TASK INSTRUCTIONS: Starting at the line that contains "Objective — a point for each instance of the fence" and running through the end of the data, rewrite every line in full. In the GeoJSON Points, multiply each coordinate by 0.9 and round to a whole number, rounding halves up.

SOURCE MATERIAL:
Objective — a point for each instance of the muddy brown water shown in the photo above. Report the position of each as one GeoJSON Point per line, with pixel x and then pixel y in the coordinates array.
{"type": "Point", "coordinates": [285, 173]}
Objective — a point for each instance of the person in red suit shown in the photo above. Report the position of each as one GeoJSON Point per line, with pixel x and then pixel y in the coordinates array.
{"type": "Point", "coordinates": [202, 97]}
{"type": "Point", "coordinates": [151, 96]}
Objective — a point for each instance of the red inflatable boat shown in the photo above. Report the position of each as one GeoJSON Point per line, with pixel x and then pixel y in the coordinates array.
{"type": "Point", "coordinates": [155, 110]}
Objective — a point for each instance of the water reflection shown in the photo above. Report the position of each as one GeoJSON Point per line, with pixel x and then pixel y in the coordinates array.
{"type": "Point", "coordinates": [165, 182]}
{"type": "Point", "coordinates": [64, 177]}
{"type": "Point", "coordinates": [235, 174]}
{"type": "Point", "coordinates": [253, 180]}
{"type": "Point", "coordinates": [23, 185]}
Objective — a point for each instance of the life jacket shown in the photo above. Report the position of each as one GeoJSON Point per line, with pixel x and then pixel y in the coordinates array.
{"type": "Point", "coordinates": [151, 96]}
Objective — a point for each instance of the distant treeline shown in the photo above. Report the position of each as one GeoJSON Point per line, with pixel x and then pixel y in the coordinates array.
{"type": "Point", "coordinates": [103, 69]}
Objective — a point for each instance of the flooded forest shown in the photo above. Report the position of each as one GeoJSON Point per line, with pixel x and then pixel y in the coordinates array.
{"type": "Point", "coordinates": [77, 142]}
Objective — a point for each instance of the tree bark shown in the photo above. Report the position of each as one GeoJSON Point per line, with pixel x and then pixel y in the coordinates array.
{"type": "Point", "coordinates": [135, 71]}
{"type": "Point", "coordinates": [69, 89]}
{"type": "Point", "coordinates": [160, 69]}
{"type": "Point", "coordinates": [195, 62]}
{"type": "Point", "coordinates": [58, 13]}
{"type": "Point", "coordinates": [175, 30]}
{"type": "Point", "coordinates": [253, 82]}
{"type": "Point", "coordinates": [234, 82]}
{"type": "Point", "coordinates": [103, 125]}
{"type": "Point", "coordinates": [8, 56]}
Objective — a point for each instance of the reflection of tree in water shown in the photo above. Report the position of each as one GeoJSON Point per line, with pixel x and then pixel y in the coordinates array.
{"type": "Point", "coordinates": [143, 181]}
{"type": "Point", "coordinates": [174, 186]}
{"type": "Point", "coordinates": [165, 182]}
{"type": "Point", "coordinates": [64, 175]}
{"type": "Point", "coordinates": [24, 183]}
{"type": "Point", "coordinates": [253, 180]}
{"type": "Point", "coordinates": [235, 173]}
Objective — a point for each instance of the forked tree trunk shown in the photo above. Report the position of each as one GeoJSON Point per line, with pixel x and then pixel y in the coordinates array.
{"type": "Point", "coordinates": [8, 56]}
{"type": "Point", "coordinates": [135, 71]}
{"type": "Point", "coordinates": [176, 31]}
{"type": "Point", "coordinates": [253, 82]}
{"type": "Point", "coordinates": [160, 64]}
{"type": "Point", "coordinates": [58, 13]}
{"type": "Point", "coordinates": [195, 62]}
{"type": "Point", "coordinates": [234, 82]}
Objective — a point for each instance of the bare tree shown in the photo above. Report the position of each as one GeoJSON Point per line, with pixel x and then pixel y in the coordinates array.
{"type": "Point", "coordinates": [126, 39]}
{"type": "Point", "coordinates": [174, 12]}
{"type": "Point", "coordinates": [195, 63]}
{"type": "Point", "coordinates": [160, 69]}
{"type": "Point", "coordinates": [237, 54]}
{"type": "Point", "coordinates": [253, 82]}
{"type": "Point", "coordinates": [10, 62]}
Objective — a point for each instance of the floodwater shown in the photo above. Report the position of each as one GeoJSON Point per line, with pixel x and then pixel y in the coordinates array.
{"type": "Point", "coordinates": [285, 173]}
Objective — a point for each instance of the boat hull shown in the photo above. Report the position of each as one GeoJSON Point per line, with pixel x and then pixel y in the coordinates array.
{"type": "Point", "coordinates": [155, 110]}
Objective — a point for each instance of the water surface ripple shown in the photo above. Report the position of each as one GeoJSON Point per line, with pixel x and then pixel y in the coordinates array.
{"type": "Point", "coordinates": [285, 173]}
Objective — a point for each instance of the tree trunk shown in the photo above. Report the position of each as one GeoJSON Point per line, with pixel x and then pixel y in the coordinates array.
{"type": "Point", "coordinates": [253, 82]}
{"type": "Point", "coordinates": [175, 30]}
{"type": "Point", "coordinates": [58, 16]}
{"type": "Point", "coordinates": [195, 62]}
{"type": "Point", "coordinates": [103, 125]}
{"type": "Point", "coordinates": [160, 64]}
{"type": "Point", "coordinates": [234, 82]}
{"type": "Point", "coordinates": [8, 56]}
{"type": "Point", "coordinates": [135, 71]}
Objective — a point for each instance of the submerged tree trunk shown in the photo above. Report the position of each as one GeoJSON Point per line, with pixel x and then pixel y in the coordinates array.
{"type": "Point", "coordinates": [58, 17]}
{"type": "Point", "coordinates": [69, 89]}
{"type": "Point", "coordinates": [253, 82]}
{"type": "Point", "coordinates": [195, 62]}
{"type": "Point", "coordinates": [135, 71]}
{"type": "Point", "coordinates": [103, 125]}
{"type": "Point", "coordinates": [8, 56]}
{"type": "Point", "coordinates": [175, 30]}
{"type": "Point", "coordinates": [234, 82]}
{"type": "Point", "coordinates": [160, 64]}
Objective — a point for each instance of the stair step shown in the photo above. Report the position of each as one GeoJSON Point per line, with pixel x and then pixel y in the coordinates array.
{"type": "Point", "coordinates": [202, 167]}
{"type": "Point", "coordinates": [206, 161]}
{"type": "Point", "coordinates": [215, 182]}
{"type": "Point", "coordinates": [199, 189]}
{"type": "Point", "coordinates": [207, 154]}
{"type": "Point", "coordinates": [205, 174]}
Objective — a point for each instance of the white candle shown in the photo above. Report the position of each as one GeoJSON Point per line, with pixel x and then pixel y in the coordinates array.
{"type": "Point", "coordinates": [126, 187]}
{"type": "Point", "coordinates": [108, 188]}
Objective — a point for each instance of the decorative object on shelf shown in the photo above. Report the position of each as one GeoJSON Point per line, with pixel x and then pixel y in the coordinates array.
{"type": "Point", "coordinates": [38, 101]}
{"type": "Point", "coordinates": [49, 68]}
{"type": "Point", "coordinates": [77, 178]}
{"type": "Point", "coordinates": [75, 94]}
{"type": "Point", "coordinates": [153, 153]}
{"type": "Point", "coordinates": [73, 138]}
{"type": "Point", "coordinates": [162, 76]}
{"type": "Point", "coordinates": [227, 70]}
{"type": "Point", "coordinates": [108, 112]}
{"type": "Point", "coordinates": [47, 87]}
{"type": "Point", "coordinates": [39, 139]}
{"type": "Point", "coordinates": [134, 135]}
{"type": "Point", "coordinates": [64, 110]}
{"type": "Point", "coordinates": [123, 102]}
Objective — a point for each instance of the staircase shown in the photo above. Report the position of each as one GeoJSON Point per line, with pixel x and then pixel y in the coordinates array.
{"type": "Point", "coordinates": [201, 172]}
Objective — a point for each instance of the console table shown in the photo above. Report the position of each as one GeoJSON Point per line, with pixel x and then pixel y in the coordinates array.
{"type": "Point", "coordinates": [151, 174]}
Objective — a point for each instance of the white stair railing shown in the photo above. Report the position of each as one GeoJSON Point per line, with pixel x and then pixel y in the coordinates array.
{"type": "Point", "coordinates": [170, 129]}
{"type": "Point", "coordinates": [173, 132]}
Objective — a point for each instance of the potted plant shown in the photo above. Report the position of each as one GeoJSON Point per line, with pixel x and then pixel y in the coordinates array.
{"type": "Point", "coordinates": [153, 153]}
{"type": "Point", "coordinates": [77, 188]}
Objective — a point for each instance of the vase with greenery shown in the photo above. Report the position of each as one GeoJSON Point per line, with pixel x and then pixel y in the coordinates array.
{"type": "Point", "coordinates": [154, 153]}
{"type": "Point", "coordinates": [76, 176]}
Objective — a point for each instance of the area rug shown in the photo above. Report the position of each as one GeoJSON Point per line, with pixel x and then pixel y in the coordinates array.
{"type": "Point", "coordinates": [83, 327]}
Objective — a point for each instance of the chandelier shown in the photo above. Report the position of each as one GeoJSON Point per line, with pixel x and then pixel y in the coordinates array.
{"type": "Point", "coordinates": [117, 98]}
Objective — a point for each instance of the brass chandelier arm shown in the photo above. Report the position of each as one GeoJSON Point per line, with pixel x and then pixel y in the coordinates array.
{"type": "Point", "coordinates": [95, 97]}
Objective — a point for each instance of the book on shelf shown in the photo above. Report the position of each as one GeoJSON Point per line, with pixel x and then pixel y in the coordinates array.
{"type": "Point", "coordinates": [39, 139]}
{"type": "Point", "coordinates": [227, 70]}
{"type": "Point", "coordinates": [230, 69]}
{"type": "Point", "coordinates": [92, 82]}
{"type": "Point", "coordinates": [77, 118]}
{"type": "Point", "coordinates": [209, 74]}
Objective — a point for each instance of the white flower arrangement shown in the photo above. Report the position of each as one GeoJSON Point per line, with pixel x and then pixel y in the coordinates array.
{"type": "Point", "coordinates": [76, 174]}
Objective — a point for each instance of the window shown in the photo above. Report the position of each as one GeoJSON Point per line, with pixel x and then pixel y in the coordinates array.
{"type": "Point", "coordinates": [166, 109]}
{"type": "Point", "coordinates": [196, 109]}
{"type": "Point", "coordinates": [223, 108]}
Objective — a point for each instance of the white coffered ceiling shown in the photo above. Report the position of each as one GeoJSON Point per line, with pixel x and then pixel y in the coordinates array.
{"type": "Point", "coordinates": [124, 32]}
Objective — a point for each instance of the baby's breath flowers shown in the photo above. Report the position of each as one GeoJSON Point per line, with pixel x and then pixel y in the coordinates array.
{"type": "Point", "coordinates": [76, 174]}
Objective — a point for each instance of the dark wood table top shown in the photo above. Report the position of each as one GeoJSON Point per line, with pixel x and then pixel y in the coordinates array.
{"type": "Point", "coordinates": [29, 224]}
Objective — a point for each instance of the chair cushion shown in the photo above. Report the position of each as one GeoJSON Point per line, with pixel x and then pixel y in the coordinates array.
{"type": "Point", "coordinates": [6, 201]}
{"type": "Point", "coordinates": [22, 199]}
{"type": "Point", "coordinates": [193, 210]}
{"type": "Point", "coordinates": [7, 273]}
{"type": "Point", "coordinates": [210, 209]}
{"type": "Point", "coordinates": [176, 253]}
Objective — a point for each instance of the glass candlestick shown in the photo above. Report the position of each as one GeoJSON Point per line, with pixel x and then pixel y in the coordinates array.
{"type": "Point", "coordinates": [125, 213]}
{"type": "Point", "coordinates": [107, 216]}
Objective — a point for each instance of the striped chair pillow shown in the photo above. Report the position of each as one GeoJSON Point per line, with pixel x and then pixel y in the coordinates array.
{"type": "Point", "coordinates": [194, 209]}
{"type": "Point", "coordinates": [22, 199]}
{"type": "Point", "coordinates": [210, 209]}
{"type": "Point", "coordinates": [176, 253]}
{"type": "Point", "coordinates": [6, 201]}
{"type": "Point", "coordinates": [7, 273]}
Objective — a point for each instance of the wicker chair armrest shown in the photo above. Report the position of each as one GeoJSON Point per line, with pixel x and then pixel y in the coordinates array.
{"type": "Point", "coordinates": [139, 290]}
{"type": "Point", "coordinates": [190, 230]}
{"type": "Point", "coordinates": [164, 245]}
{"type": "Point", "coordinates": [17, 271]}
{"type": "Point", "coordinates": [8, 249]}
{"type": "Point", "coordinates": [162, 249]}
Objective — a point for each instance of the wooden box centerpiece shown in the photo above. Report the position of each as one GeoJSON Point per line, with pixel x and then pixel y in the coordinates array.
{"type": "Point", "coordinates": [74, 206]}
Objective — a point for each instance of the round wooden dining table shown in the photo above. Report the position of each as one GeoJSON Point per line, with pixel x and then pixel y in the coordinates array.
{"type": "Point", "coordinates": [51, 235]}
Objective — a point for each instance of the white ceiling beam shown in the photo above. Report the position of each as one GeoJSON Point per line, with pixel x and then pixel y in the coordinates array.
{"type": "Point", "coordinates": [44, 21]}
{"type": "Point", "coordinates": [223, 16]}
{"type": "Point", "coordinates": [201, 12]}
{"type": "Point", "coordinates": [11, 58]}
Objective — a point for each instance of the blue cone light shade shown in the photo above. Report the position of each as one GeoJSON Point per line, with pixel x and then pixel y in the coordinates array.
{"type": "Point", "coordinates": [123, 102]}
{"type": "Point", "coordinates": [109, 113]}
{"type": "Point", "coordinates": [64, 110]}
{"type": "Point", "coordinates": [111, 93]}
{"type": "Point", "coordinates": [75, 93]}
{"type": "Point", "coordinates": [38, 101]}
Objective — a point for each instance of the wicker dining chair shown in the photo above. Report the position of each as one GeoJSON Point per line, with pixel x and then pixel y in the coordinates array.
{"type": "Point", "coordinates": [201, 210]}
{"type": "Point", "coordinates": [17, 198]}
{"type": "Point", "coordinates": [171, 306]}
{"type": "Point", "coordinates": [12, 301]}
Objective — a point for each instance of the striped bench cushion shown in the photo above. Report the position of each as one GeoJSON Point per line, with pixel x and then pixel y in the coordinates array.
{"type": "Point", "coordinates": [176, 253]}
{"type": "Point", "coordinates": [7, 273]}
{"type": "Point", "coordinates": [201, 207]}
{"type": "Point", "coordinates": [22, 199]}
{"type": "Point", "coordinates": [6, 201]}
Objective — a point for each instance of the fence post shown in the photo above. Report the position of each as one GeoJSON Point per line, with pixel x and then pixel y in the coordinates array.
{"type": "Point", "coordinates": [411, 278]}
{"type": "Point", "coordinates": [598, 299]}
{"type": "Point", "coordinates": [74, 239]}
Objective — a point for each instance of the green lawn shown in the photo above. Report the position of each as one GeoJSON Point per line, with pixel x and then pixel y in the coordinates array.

EXERCISE SOLUTION:
Objective — a point for each instance of the fence post shown in the photo above. Report the position of each as one GeoJSON Point per line, with pixel x and then pixel y in the coordinates array.
{"type": "Point", "coordinates": [370, 250]}
{"type": "Point", "coordinates": [538, 269]}
{"type": "Point", "coordinates": [67, 215]}
Objective — a point for each instance of the green lawn shown in the photo above. Report the position of each as one GeoJSON Point per line, with pixel x and then pixel y in the coordinates array.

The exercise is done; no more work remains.